Chapitre 2 L'insertion professionnelle Flashcards
Individu rationnel
Individu éclairé , logique rationnelle
Les théories du choix rationnel (Becker, 1957), de l’action raisonnée (Fishbein & Azjen, 1975), ou encore de l’individualisme méthodologique (Boudon, 1973) ont en commun de faire le pari de la capacité satisfaisante de l’individu à faire des choix. Selon ces théories ces choix peuvent être biaisés par une moindre information, par une urgence temporelle, ou par des capacités d’analyse limitées, mais il y demeure tout de même l’idée principale du libre arbitre comme condition d’expression du choix individuel. Si l’on reporte ces postulats dans le champs de l’insertion professionnelle, cela permet de dire que le chômage et l’accès à l’emploi sont les résultantes de choix individuels.
Individu rationalisant
La rationalisation est un processus extrêmement banal de nos existences. Il consiste à trouver de bonnes raisons d’avoir fait ce que l’on a fait, ou pas fait, nos réussites ou nos échecs. Il est donc un élément constitutif de notre fonctionnement psychique. On remarquera que cette rationalisation est d’autant plus nécessaire que nous sommes face à une situation d’échec (ne pas obtenir la note espérée à un examen), ou de comportement que nous n’aurions pas réalisé « spontanément » (voter pour un candidat « par défaut » aux élections).
Dispositif d’accès à l’emploi / Travail sur soi / Résilience de carrière/ Adaptabilité de carrière / Dialogue en life desig
La résilience de carrière est conçue comme une composante nécessaire à l’implication professionnelle et à la motivation de l’individu pour s’engager dans une carrière (London, 1983). La résilience de carrière est définie par comme une capacité permettant de rebondir sur des échecs ou des déceptions professionnelles. Elle implique de faire preuve d’initiatives, de structurer et de classer les problèmes, de maintenir son niveau de performance lors de contraintes situationnelles diverses (comme la pression temporelle, le manque de ressources, etc.). Récemment, cette notion a pu être approchée de celle d’adaptabilité de carrière (Barto, Lambert, & Brott, 2015), aujourd’hui présentée comme ressource identitaire adaptative fondamentale des parcours professionnels. A titre d’exemple des pratiques s’inspirant de la résilience professionnelle se sont développées sous le nom de « dialogue de conseil en life design», ou DCLD (Guichard, 2008). Le DCLD vise à aider la personne à développer un processus réflexif sur sa situation, en proposant un travail profond de réagencement identitaire et d’analyse de sa situation professionnelle. Plusieurs axes de travail sont proposés dans ce DCLD : prise de recul par rapport à des événements importants du parcours professionnel, prise de conscience des ses propres stratégies et de leurs effets, identification des ressources extérieures sur lesquelles s’appuyer.

## CONSIGNE 1
D'après le passage sur l'insertion professionnelle, comment la résilience de carrière est-elle définie ?
## CONSIGNE 2
Présentez sous forme de liste numérotée les lignes des entrées, depuis le début de celles-ci jusqu'à la ligne contenant « (1058, 479) », celle-ci incluse, en omettant les lignes vides.

Lignes du jeu de données de pointage d'objets:

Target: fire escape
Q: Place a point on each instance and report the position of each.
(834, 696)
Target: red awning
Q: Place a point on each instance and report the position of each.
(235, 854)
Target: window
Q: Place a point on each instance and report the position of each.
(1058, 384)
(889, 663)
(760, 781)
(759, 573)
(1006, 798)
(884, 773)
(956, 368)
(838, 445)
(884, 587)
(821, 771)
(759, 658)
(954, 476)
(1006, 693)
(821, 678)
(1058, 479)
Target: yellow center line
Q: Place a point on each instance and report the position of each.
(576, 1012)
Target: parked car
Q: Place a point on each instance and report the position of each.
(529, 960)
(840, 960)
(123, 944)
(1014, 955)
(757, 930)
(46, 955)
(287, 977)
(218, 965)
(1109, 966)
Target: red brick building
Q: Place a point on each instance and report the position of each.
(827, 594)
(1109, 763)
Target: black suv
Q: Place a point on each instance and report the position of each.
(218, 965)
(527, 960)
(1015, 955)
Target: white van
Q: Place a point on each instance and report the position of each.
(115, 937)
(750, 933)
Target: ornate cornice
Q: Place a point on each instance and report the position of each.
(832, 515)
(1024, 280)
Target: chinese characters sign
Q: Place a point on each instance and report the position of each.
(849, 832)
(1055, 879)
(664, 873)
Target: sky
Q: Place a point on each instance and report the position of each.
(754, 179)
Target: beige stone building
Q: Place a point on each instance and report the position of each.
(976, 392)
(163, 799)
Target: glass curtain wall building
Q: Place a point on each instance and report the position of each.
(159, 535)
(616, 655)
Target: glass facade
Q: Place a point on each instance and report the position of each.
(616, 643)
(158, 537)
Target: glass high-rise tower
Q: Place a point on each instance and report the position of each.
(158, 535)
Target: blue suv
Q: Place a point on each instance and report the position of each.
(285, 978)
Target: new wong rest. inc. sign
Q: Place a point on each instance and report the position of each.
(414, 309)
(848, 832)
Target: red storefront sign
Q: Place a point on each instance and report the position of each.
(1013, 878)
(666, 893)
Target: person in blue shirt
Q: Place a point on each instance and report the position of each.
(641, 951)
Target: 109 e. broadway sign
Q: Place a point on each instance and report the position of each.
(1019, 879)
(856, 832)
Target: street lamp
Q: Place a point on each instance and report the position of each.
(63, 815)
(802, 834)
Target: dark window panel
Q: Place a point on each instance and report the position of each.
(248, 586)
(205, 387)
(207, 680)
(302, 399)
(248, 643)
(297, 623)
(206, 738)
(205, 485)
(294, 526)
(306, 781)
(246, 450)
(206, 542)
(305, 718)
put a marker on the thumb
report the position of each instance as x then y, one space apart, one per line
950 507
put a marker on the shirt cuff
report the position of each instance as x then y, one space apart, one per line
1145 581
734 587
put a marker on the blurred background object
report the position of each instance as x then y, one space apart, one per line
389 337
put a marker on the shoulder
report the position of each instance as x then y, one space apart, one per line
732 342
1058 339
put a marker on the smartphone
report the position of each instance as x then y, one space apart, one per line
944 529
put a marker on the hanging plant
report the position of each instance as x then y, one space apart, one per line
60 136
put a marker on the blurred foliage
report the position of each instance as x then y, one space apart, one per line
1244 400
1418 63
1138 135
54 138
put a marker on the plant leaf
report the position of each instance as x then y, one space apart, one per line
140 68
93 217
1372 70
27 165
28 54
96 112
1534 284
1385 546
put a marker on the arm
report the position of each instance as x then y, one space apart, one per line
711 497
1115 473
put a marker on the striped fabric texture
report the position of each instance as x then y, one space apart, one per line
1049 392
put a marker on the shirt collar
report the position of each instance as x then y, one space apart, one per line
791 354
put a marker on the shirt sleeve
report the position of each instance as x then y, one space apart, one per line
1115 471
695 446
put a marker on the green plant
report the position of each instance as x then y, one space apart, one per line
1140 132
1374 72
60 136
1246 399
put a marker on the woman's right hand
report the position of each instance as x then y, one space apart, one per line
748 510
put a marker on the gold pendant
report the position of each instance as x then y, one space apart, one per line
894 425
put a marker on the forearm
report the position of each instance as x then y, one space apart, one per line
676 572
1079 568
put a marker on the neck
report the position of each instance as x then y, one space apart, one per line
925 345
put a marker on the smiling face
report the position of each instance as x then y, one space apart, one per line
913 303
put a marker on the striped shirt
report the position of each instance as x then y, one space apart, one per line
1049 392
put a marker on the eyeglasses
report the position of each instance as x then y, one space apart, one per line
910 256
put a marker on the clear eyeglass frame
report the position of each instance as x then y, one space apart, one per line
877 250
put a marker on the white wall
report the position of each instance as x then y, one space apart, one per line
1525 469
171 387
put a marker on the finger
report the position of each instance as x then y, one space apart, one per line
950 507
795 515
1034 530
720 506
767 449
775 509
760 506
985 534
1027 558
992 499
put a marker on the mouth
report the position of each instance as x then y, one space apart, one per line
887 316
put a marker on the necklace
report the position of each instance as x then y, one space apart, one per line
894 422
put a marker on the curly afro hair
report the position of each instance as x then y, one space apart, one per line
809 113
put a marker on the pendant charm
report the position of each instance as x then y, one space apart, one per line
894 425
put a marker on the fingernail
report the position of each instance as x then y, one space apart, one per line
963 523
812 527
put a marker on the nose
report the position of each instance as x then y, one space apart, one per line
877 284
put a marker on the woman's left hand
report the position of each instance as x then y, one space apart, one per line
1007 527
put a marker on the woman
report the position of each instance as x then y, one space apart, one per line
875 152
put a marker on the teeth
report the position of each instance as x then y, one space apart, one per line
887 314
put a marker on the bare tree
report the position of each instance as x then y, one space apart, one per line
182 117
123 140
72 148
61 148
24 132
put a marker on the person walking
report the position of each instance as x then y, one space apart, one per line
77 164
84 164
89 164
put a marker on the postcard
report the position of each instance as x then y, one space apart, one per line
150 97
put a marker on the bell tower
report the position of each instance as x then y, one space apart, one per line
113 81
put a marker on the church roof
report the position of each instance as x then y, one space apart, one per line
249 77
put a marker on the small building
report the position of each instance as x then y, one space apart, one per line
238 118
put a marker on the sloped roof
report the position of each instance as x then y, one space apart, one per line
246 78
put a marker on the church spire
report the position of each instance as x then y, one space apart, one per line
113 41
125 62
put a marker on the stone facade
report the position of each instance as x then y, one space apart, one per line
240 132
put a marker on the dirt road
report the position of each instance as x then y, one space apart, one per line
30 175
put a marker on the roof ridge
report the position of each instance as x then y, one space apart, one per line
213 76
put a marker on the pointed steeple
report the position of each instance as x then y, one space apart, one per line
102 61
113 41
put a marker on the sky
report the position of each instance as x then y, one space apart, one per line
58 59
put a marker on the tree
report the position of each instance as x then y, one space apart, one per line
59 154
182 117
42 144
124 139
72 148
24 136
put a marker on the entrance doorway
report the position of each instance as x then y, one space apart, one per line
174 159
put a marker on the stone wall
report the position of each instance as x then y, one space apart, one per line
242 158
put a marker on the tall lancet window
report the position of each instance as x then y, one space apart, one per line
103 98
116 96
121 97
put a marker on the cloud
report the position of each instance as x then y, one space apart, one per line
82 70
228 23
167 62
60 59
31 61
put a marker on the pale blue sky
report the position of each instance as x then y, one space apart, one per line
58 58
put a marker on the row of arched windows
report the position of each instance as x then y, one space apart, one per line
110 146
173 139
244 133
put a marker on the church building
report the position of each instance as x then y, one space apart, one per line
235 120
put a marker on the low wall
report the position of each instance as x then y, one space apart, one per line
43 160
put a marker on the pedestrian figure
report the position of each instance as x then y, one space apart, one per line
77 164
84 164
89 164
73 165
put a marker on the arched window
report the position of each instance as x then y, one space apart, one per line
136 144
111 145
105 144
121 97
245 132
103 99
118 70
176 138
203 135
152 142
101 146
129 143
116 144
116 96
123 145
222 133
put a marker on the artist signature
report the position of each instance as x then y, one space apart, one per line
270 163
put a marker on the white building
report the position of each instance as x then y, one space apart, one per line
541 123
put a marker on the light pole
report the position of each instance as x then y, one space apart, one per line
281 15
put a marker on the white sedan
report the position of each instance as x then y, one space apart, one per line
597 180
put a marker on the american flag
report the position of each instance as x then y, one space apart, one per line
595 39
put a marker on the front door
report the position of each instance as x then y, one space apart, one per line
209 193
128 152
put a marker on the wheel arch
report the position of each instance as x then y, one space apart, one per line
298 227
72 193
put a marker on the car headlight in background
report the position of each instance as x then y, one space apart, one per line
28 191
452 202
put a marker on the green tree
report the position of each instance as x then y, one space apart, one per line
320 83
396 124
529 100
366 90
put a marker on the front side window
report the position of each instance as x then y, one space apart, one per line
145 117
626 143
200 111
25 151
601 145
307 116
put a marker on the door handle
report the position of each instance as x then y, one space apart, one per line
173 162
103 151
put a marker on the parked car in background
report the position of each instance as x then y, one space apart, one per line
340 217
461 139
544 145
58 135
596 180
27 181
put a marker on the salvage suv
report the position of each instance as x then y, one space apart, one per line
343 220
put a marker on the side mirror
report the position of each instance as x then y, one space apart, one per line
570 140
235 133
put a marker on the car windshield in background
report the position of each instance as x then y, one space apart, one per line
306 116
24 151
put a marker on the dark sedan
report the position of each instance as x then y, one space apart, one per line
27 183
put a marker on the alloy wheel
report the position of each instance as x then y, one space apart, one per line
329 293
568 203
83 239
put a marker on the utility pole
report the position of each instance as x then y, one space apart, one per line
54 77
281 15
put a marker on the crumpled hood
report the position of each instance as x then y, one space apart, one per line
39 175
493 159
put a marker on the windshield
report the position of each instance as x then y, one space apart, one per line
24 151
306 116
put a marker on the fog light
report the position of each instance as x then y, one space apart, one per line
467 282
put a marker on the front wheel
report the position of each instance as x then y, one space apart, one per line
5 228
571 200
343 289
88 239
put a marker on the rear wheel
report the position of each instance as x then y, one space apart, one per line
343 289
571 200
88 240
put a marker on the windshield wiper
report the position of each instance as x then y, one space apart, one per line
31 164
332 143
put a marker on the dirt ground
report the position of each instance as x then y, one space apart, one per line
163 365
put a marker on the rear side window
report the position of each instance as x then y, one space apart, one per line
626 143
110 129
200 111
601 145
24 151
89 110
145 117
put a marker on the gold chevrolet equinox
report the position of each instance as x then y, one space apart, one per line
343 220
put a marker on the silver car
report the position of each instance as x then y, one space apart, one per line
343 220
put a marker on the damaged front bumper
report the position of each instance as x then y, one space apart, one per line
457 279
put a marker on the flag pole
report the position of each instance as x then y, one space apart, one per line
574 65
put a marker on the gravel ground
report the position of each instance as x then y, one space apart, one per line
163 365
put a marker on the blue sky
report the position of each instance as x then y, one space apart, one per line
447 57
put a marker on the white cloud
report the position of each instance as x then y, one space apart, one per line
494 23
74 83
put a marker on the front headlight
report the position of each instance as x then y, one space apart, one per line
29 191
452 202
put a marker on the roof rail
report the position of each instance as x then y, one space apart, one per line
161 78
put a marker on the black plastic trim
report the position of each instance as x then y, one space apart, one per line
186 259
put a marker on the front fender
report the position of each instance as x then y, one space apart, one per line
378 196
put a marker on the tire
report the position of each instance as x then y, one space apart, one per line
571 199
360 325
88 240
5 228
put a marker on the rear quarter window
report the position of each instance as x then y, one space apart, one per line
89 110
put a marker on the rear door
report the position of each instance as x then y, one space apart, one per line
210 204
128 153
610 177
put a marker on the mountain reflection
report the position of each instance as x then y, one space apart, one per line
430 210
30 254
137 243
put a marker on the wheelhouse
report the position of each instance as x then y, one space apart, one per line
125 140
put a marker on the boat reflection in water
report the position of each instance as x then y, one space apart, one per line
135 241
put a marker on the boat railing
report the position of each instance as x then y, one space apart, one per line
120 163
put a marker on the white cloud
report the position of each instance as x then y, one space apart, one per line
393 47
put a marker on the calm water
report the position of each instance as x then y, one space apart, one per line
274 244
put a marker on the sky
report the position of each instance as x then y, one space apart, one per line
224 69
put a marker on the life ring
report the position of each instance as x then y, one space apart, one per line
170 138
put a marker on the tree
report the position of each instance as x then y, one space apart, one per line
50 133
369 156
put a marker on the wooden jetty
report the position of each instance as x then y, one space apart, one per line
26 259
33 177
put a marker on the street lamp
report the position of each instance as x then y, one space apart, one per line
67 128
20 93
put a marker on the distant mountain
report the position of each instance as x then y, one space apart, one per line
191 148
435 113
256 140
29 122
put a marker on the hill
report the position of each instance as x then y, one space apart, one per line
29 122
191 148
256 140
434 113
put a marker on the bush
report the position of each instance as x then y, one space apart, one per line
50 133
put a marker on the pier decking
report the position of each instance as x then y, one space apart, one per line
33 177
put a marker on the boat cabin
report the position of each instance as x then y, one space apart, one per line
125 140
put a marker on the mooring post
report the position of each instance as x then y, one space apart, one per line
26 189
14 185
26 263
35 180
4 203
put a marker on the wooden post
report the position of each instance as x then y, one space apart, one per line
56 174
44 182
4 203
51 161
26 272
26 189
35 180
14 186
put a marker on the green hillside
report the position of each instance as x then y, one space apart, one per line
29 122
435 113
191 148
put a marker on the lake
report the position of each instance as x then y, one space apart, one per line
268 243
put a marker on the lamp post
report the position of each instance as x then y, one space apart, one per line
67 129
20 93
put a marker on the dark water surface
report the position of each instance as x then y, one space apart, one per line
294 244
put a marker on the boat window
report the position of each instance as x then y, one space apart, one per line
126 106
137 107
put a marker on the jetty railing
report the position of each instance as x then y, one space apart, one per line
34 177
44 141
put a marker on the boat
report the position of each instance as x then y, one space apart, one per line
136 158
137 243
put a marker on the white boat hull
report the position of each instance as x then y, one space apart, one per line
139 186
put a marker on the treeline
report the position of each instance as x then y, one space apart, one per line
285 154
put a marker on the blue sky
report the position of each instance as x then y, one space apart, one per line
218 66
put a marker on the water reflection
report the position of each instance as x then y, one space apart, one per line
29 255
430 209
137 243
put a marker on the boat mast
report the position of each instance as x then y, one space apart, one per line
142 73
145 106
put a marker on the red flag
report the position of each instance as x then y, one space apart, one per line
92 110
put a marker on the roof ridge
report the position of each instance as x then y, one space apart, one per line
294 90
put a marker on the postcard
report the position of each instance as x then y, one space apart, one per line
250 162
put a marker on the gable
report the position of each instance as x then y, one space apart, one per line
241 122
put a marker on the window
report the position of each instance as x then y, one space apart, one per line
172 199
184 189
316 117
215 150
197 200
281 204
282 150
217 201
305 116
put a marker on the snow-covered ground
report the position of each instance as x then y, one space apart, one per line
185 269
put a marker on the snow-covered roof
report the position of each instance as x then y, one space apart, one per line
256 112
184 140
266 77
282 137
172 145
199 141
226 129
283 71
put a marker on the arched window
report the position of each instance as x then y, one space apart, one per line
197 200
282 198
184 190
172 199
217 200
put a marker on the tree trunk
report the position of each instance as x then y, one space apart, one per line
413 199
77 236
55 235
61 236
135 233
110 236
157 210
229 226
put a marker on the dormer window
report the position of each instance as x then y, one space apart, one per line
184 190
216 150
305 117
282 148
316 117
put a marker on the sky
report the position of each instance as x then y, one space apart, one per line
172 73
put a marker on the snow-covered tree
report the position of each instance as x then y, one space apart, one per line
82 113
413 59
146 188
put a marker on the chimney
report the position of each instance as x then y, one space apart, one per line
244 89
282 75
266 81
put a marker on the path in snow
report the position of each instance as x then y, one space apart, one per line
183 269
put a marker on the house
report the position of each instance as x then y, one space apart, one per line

## RÉPONSE ATTENDUE 1
Comme une capacité permettant de rebondir sur des échecs ou des déceptions professionnelles.

## RÉPONSE ATTENDUE 2
1. Target: fire escape
2. Q: Place a point on each instance and report the position of each.
3. (834, 696)
4. Target: red awning
5. Q: Place a point on each instance and report the position of each.
6. (235, 854)
7. Target: window
8. Q: Place a point on each instance and report the position of each.
9. (1058, 384)
10. (889, 663)
11. (760, 781)
12. (759, 573)
13. (1006, 798)
14. (884, 773)
15. (956, 368)
16. (838, 445)
17. (884, 587)
18. (821, 771)
19. (759, 658)
20. (954, 476)
21. (1006, 693)
22. (821, 678)
23. (1058, 479)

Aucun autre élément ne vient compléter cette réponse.